** BEGIN Source extract **
The picture tells us that the cirrus covering the sky had many randomly oriented hexagonal ice prisms of some sort. They generated the bright inner 22° halo. Plate oriented crystals were about too, but not too many. They made the weak sundogs and perhaps added brightness to the parhelic circle. Wobbly or optically imperfect horizontal column crystals made the fuzzy upper tangent arc.

The outer halo's source is less obvious. Is it a circular 46° halo from randomly tilted crystals. Or a supralateral arc from horizontal columns.

Two HaloSim ray tracings are at right. Crystals in the left-hand half were tweaked to roughly match the image with an outer 46° halo. The randomly tilted crystals were kept short. In that way a bright 46° halo would result from the higher proportion of rays passing between prism side and end faces. A supralateral arc from horizontal columns was suppressed by making them very long. In that way most rays passed between side faces and went into the fuzzy upper tangent arc.

On the right-hand half the crystal tweaking was reversed. It suppressed 46° halo formation and enhanced supralateral and infralateral arcs.

Add crystal imperfections, variations in cirrus thickness across the sky and lens distortions. It is just not possible to decide on the outer halo identity.

And does it matter? The scene’s beauty and tranquillity are enough.
** END Source extract **
** BEGIN Stored records **
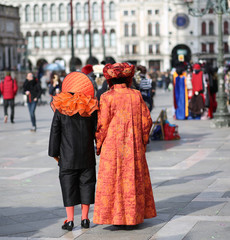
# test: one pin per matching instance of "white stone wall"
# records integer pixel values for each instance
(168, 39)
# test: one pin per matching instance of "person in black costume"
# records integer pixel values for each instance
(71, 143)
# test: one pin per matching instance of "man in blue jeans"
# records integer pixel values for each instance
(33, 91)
** END Stored records **
** BEGIN Stored records **
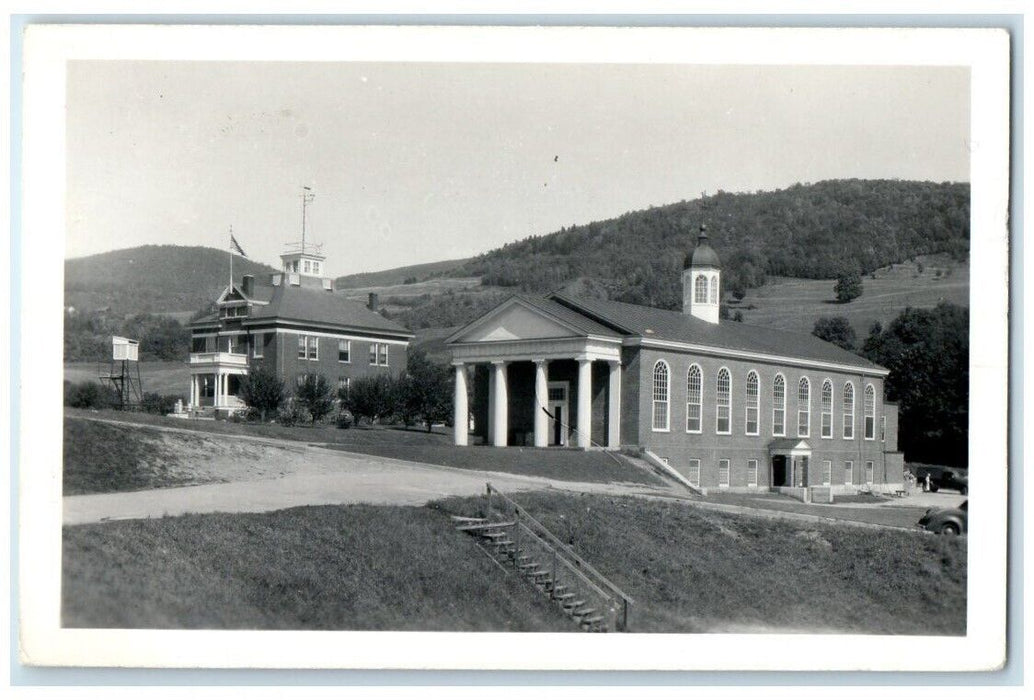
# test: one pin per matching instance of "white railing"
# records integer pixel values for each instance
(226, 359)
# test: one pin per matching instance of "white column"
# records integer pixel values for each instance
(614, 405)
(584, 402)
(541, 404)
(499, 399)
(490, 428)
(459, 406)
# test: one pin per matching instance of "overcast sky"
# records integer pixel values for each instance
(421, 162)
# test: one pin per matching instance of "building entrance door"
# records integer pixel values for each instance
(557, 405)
** END Stored records **
Summarize the halo passage in three sentences. The listing is not needed for anything here.

Answer below: The cirrus held many randomly oriented hexagonal ice prisms that produced the bright 22° halo, along with a few plate-oriented crystals behind the weak sundogs and imperfect horizontal columns that made the fuzzy upper tangent arc. The outer halo could be either a circular 46° halo from randomly tilted crystals or a supralateral arc from horizontal columns, and two HaloSim ray tracings were tuned to favor each possibility. Given crystal imperfections, variations in cirrus thickness and lens distortions, its identity cannot be decided, and the scene's beauty and tranquillity are enough.